___ Vorliegender Textauszug ___
Geiger mit überlasteten Ellenbogen, Halswirbelsäulen oder Schultergelenken sind in einem Theaterbetrieb bekannte Probleme, von denen das Publikum im Regelfall nichts mitbekommt. Trompeter dagegen leiden häufig an zu hohem Blutdruck. Und Bühnenbildner melden sich oft mit Rückenproblemen krank. „Die Welt der Kunst ist eben nicht nur schön und mit Applaus besetzt“, weiß Sebastian Kerber, Chefarzt am Campus des Rhönklinikums im unterfränkischen Bad Neustadt an der Saale (Landkreis Rhön-Grabfeld).
___ Bereitgestelltes Material ___
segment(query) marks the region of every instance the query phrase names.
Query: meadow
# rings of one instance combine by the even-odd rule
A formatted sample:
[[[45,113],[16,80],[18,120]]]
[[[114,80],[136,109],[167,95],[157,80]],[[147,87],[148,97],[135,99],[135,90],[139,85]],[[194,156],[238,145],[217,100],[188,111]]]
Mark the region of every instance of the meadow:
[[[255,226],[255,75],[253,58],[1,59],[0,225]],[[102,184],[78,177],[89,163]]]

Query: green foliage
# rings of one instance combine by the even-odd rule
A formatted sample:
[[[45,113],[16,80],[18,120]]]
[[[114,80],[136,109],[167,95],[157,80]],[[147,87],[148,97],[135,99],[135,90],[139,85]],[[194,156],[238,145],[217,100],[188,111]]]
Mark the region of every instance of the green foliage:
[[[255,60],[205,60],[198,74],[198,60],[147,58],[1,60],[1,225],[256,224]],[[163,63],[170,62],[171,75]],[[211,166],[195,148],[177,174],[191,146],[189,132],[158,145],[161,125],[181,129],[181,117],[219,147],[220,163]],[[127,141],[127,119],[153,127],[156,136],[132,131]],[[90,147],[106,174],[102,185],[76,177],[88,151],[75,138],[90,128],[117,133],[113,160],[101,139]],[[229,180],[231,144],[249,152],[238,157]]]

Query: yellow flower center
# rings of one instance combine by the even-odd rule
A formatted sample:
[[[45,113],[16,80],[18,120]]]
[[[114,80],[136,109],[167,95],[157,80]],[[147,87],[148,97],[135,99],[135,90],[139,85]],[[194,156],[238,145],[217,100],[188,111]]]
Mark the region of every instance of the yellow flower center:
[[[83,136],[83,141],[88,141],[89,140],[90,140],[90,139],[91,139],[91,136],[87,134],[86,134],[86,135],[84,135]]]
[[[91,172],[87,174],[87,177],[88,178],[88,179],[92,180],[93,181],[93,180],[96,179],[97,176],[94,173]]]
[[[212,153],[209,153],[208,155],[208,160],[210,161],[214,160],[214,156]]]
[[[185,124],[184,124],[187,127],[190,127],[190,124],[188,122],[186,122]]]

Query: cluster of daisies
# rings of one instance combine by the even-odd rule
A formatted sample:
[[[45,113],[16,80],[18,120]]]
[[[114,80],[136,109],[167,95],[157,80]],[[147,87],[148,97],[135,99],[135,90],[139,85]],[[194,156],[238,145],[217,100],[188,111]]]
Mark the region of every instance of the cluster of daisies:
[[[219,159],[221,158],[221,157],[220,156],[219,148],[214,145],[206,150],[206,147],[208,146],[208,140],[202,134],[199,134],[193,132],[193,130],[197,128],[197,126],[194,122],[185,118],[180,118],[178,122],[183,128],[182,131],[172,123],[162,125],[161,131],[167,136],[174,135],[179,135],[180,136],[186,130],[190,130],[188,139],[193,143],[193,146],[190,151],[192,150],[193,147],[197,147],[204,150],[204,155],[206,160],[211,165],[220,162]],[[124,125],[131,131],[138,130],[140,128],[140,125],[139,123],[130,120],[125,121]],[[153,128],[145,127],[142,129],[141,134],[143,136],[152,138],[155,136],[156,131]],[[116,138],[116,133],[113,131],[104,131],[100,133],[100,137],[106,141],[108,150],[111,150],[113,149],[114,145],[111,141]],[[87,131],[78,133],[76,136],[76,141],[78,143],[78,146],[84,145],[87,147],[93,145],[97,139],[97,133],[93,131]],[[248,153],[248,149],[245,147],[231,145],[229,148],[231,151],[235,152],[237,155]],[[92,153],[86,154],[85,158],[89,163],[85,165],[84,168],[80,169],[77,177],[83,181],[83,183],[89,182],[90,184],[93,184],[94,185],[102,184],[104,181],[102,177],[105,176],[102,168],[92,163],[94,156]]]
___
- _Arbeitsauftrag 1_
Tippen Sie aus dem Textauszug alles von „Geiger mit überlasteten“ bis hinunter zu „Saale (Landkreis Rhön-Grabfeld).“ wortgetreu ab.
- _Arbeitsauftrag 2_
Übertragen Sie den Satz „Trompeter dagegen leiden häufig an zu hohem Blutdruck.“ aus dem Textauszug zu Beschwerden im Theaterbetrieb ins Englische.

- _Lösung 1_
Geiger mit überlasteten Ellenbogen, Halswirbelsäulen oder Schultergelenken sind in einem Theaterbetrieb bekannte Probleme, von denen das Publikum im Regelfall nichts mitbekommt. Trompeter dagegen leiden häufig an zu hohem Blutdruck. Und Bühnenbildner melden sich oft mit Rückenproblemen krank. „Die Welt der Kunst ist eben nicht nur schön und mit Applaus besetzt“, weiß Sebastian Kerber, Chefarzt am Campus des Rhönklinikums im unterfränkischen Bad Neustadt an der Saale (Landkreis Rhön-Grabfeld).

- _Lösung 2_
Trumpeters, on the other hand, often suffer from excessively high blood pressure.